- _AIM OF THE EXERCISE_
Arrange the listing below as a two-column CSV with the header input,output. Give each text its own row, with the text under input and its answer under output, each in one double-quoted field with line breaks replaced by spaces.

--- SUPPLIED MATERIAL ---

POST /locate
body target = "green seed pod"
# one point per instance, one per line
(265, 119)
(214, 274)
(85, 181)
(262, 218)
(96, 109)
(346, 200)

---

- _WRITTEN SOLUTION_
input,output
"POST /locate body target = ""green seed pod"" # one point per instance, one per line","(265, 119) (214, 274) (85, 181) (262, 218) (96, 109) (346, 200)"